── Trecho citado ──
Uma vez sob sua posse, RONNIE, aproveitando uma oportunidade em que foi com MAXWELL ao Motel Taba, estabelecimento abandonado situado na Estrada do Catonho, Zona Oeste do Rio de Janeiro, realizou alguns disparos com a arma para testá-la. Para tanto, em um barranco situado nas proximidades de onde seria destinada a construção de uma nova série de suítes, ele desferiu uma pequena rajada de cinco a seis tiros.

Com isso, esta equipe foi até o local, conforme se verifica na Informação de Polícia Judiciária de fls. 020/2023 de fls. 58/89 da Pet n.º 16.654/DF, no intuito de que fossem encontrados fragmentos balísticos decorrentes dos mencionados disparos. Entretanto,tal diligência restou frustrada, tendo em vista que o administrador do local, senhor CÍCERO ALVES DE SOUSA, indicou que, em função do crescimento da vegetação e da queda de terras oriundas do barranco, o Motel, nos anos de 2018 ou 2019, contratara um trator pequeno para fazer a limpeza da área.

 

Retomando o relato de LESSA, MACALÉ foi buscar a arma na Comunidade de Rio das Pedras com ROBSON PEIXÃO e FININHO, ambos devidamente já citados. Junto da arma, vieram dois carregadores repletos e a seguinte exigência: ela tinha que ser devolvida após a execução do crime. Naquele momento RONNIE menosprezou tal exigência, achando que se tratava de um mero capricho de quem a fornecera, sobretudo quando se observa pela ótica da instintiva reação do criminoso de querer se desvencilhar da arma do crime para dificultar a persecução penal.
───
── Material ──
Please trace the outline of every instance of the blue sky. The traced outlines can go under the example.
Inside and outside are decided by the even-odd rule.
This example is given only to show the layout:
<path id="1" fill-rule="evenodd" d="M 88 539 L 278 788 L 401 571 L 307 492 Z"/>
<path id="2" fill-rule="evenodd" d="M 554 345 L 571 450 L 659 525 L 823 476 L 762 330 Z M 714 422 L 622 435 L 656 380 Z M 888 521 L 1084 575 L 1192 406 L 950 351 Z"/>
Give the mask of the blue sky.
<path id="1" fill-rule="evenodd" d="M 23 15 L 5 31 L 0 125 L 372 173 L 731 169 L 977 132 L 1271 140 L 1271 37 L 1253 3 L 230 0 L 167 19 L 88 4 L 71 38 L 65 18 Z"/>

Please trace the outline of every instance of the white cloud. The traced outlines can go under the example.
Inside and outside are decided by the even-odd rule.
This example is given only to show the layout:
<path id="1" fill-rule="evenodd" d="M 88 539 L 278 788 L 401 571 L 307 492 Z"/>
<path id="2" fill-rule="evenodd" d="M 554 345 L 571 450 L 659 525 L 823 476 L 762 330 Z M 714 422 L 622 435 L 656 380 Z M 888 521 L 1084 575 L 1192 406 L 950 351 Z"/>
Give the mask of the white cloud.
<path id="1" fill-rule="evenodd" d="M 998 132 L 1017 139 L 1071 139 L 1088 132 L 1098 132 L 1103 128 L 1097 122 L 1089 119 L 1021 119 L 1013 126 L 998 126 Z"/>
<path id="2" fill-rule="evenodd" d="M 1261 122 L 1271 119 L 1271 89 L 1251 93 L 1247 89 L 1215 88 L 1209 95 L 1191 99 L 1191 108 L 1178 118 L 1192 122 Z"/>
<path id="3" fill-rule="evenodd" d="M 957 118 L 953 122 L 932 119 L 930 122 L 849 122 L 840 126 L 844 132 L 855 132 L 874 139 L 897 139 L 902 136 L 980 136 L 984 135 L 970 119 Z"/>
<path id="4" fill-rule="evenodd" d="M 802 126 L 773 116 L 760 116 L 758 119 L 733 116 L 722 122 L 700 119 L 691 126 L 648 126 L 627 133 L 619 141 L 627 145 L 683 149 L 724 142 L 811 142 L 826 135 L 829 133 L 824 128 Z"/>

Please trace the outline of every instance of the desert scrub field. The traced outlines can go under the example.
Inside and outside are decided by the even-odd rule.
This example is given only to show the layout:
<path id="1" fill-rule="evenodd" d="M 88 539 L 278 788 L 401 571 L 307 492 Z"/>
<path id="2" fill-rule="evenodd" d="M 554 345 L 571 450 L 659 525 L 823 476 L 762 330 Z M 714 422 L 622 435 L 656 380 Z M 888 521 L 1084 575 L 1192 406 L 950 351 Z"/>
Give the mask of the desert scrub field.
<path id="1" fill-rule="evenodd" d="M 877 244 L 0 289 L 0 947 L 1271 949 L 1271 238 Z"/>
───
• **Instruções**:
a - No trecho do relatório policial, quantos tiros RONNIE disparou no barranco para testar a arma?
b - Escreva a continuação do trecho do relatório policial, começando logo após a última frase.
Os itens formam um material à parte, sem relação com o trecho do relatório policial.

• **Respostas**:
a - Uma pequena rajada de cinco a seis tiros.

b -
Entretanto, quando RONNIE começa a discorrer sobre as características da arma se depreende o motivo da referida exigência. Certamente se tratava de arma apreendida ou vinculada ao arsenal de alguma força de segurança pública, ante o caráter restrito do

armamento.

Apesar de não ser brasonada, o número de série não havia sido suprimido. Se tratava do modelo com coronha retrátil, mais antigo, no qual não há o módulo de burst de três disparos, sua empunhadura é fina e seu carregador curvo. Abaixo segue a fotografia de um modelo semelhante:

 

Diante da constatação de a arma foi adestinada do paiol de alguma instituição estatal, foram disparados pela FTMA/GAECO/MPRJ, conforme se verifica às fls. 17967/17984, os expedientes contendo solicitação destinada às Forças Armadas e às Forças de Segurança Pública a fim de que fossem prestadas informações detalhadas acerca das submetralhadoras HK MP5 constantes em seus respectivos arsenais na época dos fatos.

Em que pese a solicitação ter sido destinada às Forças Armadas, se mostra irrisória a probabilidade de que o armamento tenha de lá saído em setembro de 2017 e retornado somente após abril de 2018 sem que houvesse qualquer constatação de sua adestinação,

ante a rotina militar de conferências diárias no paiol. Acerca do tema, a constatação do sumiço das 21 armas de grosso calibre subtraídas da Unidade do Arsenal de Guerra de São Paulo, situado em Barueri/SP, foi, ainda que tardia, amplamente divulgada na imprensa.

Desta forma, filtrando as informações recebidas e com os olhos postos naquelas encaminhadas pela Polícia Militar, pela Polícia Civil e por esta Superintendência da Polícia Federal, chegou-se à conclusão que não foi possível identificar a arma empregada na ação.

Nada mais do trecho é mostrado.